Action item:
Please gather every line of the material below that contains the string "positive" and copy each of those lines out in full. Letter case counts.
== Supplied records
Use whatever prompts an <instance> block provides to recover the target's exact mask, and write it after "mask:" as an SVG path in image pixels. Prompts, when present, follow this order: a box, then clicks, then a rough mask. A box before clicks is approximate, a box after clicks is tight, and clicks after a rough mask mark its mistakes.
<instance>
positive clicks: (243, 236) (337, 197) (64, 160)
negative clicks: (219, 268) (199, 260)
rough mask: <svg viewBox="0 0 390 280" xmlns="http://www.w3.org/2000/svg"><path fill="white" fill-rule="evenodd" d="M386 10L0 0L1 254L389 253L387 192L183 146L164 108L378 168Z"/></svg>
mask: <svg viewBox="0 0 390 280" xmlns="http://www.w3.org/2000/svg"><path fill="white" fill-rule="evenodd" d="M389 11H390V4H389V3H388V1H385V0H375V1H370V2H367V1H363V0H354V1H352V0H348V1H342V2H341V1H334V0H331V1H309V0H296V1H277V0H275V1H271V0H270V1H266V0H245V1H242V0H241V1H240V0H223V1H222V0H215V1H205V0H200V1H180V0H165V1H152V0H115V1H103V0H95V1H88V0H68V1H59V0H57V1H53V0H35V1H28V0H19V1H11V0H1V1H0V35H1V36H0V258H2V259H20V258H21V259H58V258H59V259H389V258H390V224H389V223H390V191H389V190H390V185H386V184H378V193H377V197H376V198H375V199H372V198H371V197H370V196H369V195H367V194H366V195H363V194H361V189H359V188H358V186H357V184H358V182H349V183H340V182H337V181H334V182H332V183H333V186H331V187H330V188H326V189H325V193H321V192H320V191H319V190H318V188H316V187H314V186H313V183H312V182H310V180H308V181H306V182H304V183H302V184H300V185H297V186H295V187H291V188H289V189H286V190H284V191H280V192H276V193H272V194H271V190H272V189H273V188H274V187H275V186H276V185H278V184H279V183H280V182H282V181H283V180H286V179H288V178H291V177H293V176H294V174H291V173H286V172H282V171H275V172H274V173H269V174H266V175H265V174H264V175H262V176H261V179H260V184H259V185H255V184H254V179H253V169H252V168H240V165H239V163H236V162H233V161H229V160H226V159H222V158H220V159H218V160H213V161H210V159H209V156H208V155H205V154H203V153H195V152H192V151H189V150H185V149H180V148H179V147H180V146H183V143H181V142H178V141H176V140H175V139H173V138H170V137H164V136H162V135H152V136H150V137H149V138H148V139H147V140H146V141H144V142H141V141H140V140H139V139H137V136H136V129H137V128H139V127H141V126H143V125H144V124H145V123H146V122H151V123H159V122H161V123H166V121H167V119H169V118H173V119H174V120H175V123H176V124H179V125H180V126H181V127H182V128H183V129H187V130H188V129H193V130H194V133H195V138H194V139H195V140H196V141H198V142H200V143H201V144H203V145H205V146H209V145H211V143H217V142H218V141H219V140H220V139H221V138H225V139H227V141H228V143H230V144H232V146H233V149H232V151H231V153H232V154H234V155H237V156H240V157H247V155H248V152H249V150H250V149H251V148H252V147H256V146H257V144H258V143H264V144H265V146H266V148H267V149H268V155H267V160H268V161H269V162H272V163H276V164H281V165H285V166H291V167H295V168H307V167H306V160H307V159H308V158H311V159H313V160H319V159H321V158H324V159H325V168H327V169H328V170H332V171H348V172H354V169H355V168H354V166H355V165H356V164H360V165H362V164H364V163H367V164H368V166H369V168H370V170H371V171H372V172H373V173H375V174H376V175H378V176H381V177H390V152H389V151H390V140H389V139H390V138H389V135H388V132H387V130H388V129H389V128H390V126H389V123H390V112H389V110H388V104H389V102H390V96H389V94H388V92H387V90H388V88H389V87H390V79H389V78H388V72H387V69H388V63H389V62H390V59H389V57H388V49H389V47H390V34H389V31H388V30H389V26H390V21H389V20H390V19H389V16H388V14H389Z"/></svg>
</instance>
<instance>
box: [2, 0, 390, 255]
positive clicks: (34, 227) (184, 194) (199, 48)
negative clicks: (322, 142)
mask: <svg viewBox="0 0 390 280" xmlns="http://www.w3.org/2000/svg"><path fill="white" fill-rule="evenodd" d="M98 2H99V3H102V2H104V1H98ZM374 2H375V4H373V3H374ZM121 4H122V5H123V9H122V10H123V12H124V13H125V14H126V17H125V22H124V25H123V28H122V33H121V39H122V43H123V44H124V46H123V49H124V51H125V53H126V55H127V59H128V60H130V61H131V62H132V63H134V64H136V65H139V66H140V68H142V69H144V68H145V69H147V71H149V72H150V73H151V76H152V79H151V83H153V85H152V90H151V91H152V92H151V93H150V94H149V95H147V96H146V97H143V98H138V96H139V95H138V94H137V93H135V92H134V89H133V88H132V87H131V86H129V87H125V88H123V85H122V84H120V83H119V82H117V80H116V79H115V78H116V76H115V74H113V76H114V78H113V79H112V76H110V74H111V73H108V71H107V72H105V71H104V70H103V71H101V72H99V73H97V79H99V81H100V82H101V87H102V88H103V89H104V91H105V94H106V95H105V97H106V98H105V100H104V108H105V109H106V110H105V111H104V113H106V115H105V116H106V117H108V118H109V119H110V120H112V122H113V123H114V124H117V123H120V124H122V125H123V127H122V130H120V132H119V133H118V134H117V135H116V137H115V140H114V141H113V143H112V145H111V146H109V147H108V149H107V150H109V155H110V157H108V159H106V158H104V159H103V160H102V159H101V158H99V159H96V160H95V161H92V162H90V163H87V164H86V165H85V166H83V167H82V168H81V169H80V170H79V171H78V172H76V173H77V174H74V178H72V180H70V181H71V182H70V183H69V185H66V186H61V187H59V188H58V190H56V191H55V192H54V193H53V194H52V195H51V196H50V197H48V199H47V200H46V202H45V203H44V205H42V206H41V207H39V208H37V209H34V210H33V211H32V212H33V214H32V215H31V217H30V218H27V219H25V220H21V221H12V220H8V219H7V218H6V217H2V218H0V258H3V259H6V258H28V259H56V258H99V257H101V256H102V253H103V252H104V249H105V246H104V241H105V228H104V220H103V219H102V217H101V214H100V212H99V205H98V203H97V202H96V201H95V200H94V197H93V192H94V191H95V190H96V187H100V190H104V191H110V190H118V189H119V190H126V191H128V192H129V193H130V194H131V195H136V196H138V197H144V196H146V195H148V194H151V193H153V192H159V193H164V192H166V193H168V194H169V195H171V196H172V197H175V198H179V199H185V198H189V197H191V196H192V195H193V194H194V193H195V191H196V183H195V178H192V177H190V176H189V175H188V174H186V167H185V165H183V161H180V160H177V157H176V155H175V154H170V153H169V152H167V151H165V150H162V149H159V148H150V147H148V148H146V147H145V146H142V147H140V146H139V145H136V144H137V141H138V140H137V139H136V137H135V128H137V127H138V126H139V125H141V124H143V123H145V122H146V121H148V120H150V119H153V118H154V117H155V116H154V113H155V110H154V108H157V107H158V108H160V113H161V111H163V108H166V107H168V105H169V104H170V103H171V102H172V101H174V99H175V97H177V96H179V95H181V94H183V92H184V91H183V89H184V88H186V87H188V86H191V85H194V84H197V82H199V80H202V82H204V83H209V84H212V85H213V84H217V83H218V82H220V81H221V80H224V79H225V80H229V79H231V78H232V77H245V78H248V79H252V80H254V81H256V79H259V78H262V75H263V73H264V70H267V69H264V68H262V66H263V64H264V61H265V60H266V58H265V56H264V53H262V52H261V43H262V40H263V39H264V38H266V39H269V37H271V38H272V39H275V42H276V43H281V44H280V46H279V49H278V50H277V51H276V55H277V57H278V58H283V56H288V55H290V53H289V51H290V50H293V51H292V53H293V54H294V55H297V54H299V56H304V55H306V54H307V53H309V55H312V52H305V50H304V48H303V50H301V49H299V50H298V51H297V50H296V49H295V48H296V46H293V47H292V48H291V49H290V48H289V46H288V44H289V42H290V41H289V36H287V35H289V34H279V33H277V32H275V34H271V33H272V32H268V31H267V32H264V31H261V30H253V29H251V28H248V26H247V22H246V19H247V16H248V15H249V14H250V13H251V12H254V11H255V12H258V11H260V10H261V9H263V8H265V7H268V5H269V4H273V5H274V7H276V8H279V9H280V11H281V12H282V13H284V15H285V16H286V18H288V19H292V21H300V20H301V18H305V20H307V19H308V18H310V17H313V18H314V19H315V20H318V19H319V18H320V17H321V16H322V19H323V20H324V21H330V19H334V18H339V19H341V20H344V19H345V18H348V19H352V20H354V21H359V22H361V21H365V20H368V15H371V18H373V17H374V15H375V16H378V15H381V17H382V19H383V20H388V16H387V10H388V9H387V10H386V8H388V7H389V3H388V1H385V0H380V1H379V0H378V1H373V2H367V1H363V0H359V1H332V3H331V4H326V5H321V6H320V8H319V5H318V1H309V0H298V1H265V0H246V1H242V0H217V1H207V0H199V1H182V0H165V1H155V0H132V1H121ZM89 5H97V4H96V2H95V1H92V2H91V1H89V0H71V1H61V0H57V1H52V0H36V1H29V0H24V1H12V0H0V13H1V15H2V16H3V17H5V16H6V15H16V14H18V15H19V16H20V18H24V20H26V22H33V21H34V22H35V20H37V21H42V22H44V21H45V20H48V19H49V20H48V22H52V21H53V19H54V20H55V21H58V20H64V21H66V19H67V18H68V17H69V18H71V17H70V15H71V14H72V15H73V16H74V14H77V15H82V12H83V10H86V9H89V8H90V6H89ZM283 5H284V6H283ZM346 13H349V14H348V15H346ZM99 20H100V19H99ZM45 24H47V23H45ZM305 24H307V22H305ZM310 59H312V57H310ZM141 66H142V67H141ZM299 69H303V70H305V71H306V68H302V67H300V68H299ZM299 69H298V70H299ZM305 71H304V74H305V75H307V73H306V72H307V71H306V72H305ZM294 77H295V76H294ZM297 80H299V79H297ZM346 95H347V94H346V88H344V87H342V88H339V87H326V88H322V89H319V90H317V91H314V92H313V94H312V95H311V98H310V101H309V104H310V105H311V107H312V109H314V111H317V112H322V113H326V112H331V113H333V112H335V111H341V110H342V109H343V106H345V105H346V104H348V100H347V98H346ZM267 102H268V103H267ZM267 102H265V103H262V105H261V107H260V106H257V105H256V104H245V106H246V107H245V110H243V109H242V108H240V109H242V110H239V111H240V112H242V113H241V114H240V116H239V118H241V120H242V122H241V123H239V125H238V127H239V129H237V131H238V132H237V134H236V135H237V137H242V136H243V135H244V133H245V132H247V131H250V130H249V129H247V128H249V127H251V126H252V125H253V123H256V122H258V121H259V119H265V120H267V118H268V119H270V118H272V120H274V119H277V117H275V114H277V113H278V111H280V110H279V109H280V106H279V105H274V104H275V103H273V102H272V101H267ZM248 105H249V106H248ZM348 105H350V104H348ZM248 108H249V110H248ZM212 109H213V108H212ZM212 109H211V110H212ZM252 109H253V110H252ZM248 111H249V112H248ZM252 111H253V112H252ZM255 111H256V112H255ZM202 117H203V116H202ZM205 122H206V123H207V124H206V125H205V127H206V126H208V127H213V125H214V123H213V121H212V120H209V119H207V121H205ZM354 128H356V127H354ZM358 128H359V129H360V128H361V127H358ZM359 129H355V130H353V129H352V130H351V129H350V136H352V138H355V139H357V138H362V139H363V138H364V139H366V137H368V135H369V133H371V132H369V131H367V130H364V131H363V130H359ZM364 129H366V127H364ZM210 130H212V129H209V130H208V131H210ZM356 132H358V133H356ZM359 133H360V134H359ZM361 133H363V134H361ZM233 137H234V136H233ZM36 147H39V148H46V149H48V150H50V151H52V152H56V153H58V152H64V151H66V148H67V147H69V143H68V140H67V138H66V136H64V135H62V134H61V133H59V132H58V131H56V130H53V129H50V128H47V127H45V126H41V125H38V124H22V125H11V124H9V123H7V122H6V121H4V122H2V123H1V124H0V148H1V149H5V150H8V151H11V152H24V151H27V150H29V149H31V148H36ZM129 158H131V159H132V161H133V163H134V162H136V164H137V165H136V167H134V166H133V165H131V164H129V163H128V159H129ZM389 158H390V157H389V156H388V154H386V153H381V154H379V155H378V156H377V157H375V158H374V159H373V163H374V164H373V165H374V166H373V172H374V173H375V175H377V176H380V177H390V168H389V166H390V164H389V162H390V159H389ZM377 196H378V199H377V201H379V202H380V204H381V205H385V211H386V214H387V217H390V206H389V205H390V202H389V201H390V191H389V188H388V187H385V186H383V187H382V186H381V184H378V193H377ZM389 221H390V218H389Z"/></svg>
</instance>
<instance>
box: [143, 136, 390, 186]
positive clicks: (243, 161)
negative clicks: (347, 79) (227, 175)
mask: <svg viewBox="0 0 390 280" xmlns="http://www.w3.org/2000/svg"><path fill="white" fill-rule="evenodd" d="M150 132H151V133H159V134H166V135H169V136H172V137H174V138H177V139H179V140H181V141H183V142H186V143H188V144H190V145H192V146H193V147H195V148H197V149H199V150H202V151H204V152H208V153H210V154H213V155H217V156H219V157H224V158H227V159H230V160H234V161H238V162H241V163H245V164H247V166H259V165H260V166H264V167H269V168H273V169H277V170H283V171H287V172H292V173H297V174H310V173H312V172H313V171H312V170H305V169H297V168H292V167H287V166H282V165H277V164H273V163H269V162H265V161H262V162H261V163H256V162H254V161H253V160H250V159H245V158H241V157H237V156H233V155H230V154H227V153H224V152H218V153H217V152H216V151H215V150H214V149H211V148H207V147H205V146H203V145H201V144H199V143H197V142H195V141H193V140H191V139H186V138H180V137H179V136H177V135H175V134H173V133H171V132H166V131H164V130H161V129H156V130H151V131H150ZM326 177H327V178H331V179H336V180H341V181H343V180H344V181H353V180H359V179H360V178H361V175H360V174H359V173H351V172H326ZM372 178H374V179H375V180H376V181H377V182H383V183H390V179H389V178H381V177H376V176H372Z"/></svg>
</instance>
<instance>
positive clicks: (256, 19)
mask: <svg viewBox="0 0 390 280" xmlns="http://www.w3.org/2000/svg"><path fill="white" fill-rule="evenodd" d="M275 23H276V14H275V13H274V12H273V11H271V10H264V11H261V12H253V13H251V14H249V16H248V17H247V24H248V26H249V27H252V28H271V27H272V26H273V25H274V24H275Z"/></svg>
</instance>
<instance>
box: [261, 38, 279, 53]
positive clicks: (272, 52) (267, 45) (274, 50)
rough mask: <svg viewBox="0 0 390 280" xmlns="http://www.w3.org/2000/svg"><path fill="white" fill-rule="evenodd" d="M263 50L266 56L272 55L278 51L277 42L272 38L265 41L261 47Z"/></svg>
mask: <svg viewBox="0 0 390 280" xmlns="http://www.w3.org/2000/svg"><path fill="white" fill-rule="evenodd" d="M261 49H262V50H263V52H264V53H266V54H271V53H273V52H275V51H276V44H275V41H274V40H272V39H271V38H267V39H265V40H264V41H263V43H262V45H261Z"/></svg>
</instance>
====
Solution to this task:
positive clicks: (243, 236) (337, 197) (64, 160)
positive clicks: (34, 227) (184, 194) (199, 48)
positive clicks: (243, 161)
positive clicks: (256, 19)
positive clicks: (272, 52) (267, 45) (274, 50)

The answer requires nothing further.